DATA RECORDS below:

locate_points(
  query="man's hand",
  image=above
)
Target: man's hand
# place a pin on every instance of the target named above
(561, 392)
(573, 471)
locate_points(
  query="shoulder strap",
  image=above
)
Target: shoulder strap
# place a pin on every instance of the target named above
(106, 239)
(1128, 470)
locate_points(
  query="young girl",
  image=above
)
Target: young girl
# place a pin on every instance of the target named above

End of DATA RECORDS.

REQUIRED ACTION =>
What lines of the material above contain "shoulder"? Return each of them.

RESPONSE =>
  query="shoulder strap",
Target: shoulder strap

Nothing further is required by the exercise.